---------- Listing ----------
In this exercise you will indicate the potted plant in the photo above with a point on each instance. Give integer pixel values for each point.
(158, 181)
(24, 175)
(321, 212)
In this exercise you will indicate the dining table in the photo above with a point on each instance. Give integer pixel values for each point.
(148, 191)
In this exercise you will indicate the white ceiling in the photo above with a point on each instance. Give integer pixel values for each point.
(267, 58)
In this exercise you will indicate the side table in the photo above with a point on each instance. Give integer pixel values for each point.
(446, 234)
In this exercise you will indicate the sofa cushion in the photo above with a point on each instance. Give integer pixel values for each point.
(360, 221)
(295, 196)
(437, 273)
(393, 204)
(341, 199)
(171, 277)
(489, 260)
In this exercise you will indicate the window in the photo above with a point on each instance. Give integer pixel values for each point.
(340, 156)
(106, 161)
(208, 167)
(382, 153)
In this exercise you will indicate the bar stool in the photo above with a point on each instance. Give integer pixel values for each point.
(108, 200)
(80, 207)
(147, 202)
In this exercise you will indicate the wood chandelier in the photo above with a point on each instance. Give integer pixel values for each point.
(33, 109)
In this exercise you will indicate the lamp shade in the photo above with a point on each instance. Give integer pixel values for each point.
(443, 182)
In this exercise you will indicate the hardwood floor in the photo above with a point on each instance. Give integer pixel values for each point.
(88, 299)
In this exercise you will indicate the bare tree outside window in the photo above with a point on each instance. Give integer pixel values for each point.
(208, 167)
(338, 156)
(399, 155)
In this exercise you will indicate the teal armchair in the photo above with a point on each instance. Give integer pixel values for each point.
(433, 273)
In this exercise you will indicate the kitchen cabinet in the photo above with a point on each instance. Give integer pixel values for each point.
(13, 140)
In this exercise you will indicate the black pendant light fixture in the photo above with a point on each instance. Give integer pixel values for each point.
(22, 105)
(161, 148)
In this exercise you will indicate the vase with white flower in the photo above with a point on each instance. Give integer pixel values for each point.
----------
Problem to solve >> Exactly and exclusively, repeat the lines from the line that contains "In this exercise you will indicate the window" through the end of the records, both ends included.

Solution for this exercise >>
In this exercise you will indicate the window in the photo above with a point on each instance. Give integer pixel values for each point.
(340, 156)
(106, 161)
(208, 167)
(382, 153)
In this exercise you will indicate the bar stool in the photo above with a point on each instance. Give integer pixel values for each point.
(108, 200)
(80, 207)
(147, 202)
In this exercise you will indicate the wood chandelier in the photo above with a point on each instance. Give integer pixel values for each point.
(33, 109)
In this exercise you will indicate the lamp shade in the photo above with a point on each instance. Give integer pixel values for each point.
(443, 182)
In this exercise you will indicate the hardwood floor in the photo above with a point on each instance. Give integer pixel values for each point.
(88, 299)
In this exercise you will indicate the bare tree outside window in the photo above with a point on each instance. Give integer pixel values for each point.
(208, 167)
(338, 156)
(399, 155)
In this exercise you will indicate the teal armchair in the photo above with a point on each instance. Give integer pixel values for each point.
(433, 273)
In this exercise you will indicate the kitchen cabinet in the photo above with a point on each instance. Give integer pixel values for each point.
(13, 140)
In this exercise you will indicate the black pendant light fixture in the photo above with a point on each instance. Give integer pixel values for each point.
(22, 105)
(161, 148)
In this exercise you will indicate the vase with white flower in the photo above with a point on each instance. Give integer pixel values for each point.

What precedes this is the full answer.